[Photo labels with boxes]
════════

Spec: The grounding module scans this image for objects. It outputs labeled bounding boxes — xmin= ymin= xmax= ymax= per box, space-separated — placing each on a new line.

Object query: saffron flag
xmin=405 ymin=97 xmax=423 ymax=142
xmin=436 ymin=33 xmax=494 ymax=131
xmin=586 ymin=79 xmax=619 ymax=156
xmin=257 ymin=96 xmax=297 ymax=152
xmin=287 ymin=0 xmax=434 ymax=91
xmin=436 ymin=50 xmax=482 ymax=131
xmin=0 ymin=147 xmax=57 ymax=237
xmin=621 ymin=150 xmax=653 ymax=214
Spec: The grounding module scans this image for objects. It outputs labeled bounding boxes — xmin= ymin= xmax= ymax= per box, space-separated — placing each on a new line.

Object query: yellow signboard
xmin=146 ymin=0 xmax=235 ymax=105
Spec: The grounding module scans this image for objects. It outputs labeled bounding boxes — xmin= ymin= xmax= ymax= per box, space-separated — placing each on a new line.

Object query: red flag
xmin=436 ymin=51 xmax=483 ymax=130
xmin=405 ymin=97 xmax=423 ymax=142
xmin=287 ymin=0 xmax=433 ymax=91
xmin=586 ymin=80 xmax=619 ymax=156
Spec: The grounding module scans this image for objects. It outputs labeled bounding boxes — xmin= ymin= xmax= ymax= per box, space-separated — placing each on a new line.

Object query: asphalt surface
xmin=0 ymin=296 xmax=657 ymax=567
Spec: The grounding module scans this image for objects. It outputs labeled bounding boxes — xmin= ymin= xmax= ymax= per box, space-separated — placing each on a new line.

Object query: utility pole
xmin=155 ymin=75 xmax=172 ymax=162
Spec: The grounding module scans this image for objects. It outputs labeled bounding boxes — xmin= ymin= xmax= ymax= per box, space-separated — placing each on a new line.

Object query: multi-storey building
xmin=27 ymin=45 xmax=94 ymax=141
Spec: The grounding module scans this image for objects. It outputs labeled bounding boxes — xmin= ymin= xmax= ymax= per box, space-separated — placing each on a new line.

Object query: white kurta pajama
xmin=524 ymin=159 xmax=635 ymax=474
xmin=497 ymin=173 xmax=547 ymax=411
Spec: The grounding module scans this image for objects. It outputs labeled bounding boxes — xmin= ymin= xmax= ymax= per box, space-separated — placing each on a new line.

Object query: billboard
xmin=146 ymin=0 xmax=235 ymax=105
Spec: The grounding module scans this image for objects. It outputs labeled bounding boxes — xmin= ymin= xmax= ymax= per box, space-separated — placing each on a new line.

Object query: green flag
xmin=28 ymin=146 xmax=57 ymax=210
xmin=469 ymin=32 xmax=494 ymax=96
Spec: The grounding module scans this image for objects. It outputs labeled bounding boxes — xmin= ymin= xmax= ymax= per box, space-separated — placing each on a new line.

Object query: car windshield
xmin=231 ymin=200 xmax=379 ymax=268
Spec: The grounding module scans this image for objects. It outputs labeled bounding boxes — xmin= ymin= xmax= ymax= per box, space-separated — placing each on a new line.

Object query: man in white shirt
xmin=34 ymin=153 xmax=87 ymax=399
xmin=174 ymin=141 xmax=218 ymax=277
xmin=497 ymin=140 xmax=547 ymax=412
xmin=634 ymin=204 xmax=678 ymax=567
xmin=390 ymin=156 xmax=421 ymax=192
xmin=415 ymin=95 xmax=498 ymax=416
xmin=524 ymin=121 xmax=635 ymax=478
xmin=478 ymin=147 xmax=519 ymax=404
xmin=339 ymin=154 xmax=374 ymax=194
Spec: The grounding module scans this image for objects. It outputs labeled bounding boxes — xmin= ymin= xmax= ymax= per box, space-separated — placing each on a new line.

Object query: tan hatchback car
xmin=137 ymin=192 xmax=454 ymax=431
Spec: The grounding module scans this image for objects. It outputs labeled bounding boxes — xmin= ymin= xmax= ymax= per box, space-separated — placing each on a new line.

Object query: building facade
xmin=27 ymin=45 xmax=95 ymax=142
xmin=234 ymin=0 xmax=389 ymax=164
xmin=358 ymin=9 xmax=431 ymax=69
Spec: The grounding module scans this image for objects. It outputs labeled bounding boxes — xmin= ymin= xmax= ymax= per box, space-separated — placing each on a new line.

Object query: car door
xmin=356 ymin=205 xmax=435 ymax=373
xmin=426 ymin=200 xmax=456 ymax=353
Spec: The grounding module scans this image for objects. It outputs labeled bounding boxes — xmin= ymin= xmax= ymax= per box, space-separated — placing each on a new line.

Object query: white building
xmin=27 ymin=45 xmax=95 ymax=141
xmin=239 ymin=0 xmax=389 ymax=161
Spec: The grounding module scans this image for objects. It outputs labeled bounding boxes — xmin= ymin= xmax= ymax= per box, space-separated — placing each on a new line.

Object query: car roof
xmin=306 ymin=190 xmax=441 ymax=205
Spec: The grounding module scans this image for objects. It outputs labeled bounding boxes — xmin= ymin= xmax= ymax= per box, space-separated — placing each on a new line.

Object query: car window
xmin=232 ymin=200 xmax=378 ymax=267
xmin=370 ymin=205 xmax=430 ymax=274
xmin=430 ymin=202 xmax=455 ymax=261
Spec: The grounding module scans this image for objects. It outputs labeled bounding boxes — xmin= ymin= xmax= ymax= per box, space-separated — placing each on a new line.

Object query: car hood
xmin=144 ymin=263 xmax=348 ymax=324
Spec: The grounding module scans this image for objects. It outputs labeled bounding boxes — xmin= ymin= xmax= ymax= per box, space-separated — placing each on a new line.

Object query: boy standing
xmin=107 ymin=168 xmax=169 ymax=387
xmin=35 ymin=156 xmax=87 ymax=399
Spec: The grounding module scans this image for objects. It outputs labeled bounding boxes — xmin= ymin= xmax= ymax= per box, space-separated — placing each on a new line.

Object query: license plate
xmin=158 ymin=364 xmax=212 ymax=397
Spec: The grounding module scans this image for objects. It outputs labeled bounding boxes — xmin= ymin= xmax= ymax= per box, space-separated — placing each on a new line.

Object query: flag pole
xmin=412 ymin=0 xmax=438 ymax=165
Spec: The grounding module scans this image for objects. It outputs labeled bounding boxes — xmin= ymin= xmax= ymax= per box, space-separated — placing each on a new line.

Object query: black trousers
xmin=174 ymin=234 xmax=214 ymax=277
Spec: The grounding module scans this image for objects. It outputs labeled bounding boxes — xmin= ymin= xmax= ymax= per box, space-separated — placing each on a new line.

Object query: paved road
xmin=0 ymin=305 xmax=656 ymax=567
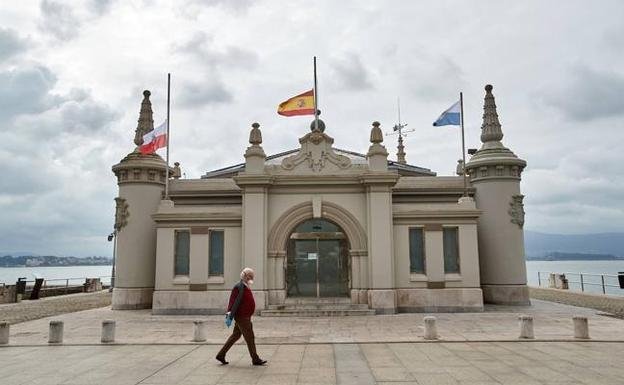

════════

Stated task:
Gather each line above that contains the word "white" and copy every one of those lines in full.

Response to the task:
Object query: white kurta pajama
Object query: man in white shirt
Object query: white building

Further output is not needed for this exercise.